PASSAGE FOR REVIEW:
══════════
A leading US doctor who moved to New Zealand to avoid catching COVID-19 has praised her adopted home's response to the pandemic, urging her fellow Americans to do exactly what we did.
Judy Melinek is a forensic pathologist who helped sift through the remains of the World Trade Centre following the 2001 attacks and later became a best-selling author. She relocated from San Francisco to Wellington in July after being offered a job here, getting a 12-month work visa as an essential worker.
New Zealand at the time was on alert level 1, having successfully defeated the first wave of COVID-19. The US on the other hand was in the depths of a massive surge - recording 60,000 new infections every day the week Dr Melinek touched down in Auckland with her husband and two teenage daughters.
In a new op-ed for MedPage Today - a site aimed at healthcare professionals - she says there were many reasons for fleeing the US - but the pandemic was "by far the biggest".
"I was despairing at the federal government's incompetent response to the pandemic, I did not feel safe at work, and our at-home kids were frustrated with online high school and the prospect that they would not be able - ever again, apparently - to enjoy the close personal company of their friends."
The pitch she received from her new employer - Communio - was that moving to Wellington would "improve your lifestyle and opportunities and be far removed from the challenges of COVID-19", which she called a "damn good pitch".
"I wanted to see what a successful public health response to COVID-19 looked like," she wrote.
The US response has been a mess, with basic medical advice like wearing masks and physical distancing becoming politicised and different states and cities trying different things, with little central planning.
In contrast, Dr Melinek says New Zealand wasted no time.
"Before there was a single death, New Zealand's Government imposed a stringent nationwide lockdown. They used it - seven weeks of misery for the entire population of five million - to create and implement the health system's scale-up of testing and contact tracing."
══════════
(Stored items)
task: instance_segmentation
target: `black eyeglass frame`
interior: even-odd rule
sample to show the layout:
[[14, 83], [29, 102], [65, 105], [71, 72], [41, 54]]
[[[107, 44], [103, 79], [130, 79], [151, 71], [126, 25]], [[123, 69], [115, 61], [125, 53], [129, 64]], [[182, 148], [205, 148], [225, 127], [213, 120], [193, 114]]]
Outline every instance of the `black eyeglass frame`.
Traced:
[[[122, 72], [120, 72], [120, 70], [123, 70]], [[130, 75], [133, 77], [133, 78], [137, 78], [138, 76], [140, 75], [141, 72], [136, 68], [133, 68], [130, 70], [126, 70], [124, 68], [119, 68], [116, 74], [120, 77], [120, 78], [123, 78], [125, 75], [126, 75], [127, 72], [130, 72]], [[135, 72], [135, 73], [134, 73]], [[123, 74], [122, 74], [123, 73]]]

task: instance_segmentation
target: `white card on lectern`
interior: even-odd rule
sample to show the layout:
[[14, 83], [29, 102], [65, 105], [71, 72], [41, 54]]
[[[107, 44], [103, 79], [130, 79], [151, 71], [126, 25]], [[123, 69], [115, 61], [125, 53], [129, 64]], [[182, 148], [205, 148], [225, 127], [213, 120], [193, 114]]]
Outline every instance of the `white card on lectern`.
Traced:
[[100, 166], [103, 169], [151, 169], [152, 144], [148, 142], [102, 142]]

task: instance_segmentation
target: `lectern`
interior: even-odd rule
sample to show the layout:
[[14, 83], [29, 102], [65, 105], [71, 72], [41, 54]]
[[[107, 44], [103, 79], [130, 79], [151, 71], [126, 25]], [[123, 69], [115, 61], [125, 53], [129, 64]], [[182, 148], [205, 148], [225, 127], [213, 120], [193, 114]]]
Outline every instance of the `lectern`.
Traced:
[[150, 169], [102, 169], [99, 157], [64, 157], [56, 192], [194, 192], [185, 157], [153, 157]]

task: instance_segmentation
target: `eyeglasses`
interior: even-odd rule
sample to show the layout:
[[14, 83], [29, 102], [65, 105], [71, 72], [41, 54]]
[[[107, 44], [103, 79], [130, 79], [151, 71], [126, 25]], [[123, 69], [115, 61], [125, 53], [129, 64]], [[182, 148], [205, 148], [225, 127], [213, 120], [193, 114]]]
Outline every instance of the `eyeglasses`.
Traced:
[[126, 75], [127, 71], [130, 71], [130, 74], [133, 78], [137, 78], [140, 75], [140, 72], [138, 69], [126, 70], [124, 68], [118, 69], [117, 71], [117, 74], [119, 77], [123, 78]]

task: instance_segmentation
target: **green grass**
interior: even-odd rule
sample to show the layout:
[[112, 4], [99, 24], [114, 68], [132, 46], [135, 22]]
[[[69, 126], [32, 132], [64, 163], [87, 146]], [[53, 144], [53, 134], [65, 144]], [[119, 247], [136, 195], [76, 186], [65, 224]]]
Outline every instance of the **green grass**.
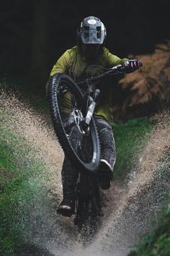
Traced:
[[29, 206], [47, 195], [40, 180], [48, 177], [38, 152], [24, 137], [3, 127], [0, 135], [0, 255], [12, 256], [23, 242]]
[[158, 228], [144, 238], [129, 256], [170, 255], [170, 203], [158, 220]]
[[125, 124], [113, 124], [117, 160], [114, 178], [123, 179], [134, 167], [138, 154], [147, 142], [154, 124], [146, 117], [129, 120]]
══════════
EXERCISES:
[A] Answer each question using the report on Judy Melinek's move to New Zealand, giving one answer per line marked (i), (ii) and (iii):
(i) From which city did she relocate to Wellington?
(ii) What is the name of her new employer?
(iii) How long did New Zealand's nationwide lockdown last, as she describes it?
[B] State whether each statement agrees with the report on Judy Melinek's move to New Zealand. Answer yes or no, and quote the deciding words:
(i) She arrived in New Zealand with her husband and two teenage daughters.
(ii) New Zealand imposed its nationwide lockdown only after its first death.
(iii) She was granted a 24-month work visa.

SET OF ANSWERS:
[A]
(i) San Francisco
(ii) Communio
(iii) Seven weeks

[B]
(i) Yes: "touched down in Auckland with her husband and two teenage daughters"
(ii) No: "Before there was a single death, New Zealand's Government imposed a stringent nationwide lockdown."
(iii) No: "getting a 12-month work visa as an essential worker"